Dataset items
## Start

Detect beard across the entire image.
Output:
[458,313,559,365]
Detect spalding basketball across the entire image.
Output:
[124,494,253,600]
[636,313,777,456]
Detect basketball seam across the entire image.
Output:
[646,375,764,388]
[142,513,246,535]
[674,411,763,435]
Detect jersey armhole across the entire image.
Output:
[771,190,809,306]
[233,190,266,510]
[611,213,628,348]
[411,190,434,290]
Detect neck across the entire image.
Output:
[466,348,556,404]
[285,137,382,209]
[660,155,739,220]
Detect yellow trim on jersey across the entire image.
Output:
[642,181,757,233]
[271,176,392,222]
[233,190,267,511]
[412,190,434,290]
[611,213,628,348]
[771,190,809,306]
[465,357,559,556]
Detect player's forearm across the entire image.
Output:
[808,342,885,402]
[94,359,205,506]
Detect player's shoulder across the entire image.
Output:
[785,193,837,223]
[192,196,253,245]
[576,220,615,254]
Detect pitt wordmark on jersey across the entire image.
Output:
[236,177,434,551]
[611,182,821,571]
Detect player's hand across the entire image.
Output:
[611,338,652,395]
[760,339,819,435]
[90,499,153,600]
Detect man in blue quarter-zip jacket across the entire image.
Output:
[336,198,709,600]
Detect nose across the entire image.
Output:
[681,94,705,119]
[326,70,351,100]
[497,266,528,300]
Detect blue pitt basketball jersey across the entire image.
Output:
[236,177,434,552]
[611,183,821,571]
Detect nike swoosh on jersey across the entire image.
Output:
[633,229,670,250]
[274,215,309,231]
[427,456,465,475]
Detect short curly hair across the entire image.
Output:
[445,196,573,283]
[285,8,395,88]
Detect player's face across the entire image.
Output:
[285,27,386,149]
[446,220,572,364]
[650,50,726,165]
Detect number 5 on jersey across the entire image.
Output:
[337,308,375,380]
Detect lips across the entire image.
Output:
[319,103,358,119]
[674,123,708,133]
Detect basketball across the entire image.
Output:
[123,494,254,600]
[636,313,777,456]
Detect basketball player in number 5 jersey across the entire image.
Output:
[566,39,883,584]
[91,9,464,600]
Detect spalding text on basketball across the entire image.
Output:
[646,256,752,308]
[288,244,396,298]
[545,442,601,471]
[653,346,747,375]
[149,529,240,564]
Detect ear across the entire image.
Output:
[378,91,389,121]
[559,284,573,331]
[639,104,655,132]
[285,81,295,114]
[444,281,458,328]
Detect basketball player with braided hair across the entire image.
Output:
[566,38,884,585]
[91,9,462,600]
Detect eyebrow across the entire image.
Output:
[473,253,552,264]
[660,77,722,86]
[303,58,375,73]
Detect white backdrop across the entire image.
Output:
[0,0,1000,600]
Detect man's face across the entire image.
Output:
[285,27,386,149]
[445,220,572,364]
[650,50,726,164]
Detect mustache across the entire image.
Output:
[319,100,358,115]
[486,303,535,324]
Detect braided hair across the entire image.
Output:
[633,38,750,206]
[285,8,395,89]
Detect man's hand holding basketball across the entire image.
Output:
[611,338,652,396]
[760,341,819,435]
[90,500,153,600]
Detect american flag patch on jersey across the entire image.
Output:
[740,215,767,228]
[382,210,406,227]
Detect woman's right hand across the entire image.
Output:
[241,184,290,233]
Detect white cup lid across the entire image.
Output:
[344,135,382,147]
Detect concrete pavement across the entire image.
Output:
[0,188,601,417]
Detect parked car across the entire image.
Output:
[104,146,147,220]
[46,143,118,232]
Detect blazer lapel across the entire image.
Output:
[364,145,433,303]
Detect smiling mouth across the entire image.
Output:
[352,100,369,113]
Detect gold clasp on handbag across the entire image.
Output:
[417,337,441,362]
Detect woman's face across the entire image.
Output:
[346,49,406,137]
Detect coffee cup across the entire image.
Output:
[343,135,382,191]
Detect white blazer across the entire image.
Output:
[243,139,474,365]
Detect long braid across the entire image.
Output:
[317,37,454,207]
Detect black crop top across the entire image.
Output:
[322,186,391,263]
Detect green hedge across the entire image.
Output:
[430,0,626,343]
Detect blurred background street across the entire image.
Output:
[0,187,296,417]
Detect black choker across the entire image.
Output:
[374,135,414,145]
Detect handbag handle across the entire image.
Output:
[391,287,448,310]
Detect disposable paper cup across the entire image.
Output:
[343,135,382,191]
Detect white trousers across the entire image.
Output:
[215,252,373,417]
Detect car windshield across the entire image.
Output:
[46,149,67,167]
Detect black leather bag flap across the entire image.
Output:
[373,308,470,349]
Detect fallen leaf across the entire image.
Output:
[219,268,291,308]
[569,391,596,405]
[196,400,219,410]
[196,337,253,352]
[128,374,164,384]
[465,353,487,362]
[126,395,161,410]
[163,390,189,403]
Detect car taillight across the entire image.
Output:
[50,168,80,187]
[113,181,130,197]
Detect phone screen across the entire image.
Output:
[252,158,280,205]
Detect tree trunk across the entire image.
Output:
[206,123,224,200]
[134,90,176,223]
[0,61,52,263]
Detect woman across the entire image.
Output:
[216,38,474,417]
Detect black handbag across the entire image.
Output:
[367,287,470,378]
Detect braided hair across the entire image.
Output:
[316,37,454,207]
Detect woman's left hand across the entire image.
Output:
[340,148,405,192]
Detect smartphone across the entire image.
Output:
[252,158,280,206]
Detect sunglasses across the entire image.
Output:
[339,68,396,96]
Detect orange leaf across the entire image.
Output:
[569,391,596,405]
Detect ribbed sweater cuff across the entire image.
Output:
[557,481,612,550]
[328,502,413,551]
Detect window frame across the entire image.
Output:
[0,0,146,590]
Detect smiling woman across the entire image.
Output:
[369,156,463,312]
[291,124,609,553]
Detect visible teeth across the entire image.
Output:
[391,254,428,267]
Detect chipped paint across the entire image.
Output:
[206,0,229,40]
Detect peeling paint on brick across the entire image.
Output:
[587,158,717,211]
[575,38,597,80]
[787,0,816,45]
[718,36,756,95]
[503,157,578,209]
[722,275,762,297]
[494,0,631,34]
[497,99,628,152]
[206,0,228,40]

## End

= PROBLEM STATEMENT =
Rewrite the data starting at the line containing "Detect car windshield" and ending at the line containing "[216,38,474,417]", swapping "fallen leaf" for "dead leaf" and leaving everything else unchanged. Return only those lines.

= TASK ANSWER =
Detect car windshield across the entire image.
Output:
[46,149,67,167]
Detect black leather bag flap across the entire image.
Output:
[373,308,470,349]
Detect dead leaf across the entire image.
Output:
[219,268,291,308]
[569,391,596,405]
[196,400,219,410]
[196,337,253,352]
[128,374,164,384]
[465,353,487,362]
[126,395,161,410]
[163,390,189,403]
Detect car taillight across the entire image.
Output:
[50,168,80,187]
[113,181,130,197]
Detect phone screen across the entire image.
Output:
[252,158,280,205]
Detect tree trunk across the entire image.
Output:
[206,123,224,200]
[134,90,176,223]
[0,61,52,263]
Detect woman across the entire image.
Output:
[216,38,474,417]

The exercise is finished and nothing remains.